What to do —
Counting every line in the entries below where the word "green" occurs, report how many there are. Give only that number.

Excerpted data —
---------------
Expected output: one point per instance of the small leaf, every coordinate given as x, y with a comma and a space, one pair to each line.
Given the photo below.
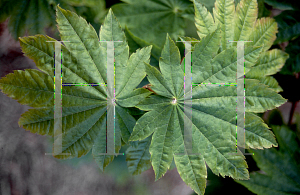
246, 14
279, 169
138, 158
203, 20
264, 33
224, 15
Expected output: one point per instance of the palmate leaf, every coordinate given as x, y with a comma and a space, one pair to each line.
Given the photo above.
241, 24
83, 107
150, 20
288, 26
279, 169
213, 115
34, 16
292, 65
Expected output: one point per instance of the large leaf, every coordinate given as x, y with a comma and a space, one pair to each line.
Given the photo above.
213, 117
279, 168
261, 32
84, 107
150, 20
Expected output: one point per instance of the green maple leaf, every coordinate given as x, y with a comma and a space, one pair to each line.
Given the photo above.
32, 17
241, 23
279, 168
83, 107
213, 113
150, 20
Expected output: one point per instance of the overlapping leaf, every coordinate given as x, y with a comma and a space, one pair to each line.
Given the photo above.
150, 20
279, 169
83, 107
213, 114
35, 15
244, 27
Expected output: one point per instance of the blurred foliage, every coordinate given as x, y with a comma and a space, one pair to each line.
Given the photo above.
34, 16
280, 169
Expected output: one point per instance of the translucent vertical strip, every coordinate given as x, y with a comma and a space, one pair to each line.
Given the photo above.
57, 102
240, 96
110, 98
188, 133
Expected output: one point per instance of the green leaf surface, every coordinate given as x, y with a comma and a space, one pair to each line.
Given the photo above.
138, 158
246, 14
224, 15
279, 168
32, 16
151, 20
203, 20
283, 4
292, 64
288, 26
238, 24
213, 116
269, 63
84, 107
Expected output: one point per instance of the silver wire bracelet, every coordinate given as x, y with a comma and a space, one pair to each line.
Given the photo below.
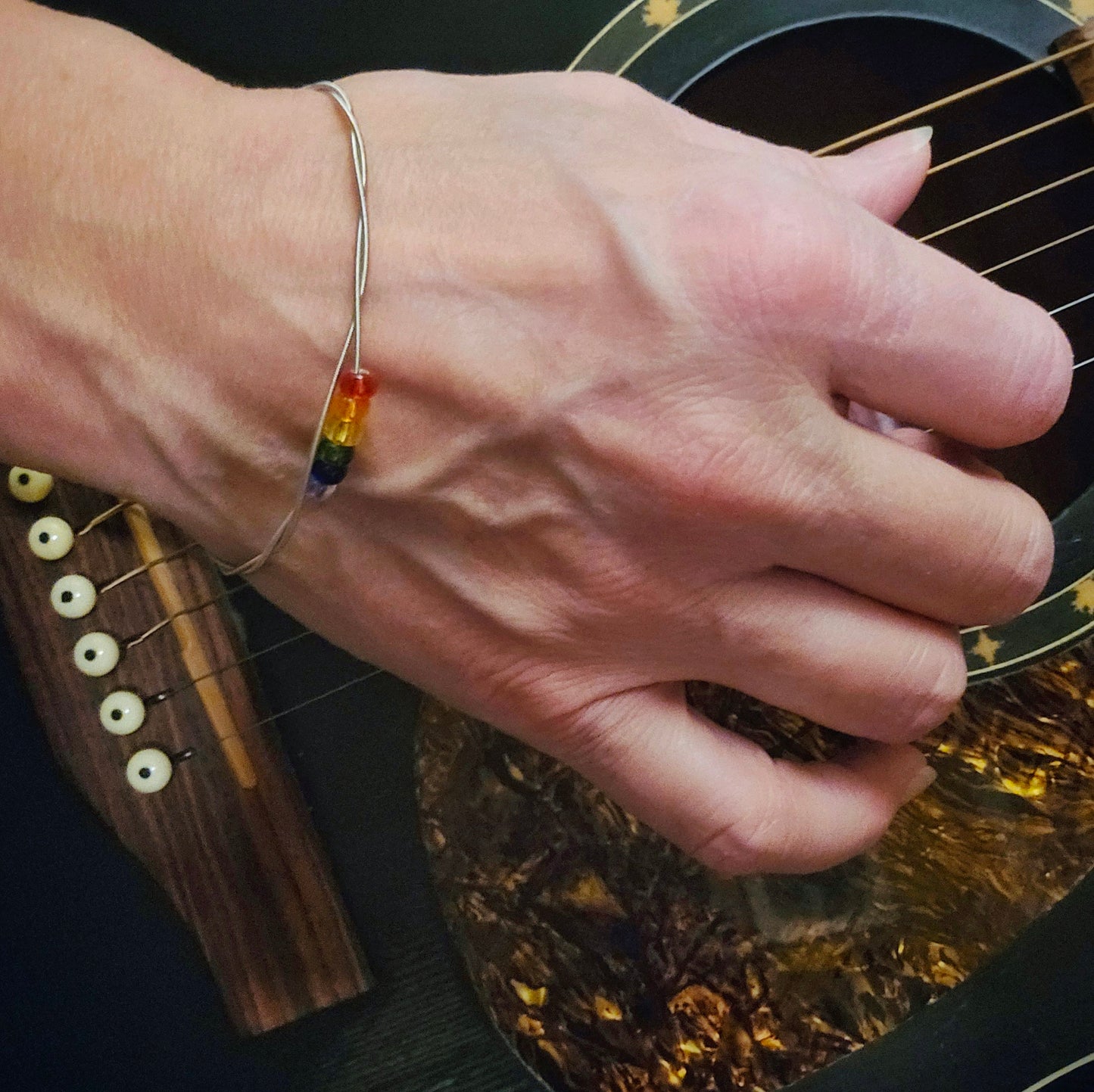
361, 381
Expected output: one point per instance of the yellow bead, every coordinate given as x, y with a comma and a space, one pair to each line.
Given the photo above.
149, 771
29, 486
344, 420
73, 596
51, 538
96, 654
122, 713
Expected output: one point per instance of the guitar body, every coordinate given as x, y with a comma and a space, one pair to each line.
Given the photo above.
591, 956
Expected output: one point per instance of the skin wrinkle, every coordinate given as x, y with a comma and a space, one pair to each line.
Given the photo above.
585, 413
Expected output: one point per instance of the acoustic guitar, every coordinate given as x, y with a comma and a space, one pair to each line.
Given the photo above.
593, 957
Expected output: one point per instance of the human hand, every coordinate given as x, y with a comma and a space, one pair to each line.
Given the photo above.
---------------
Task response —
2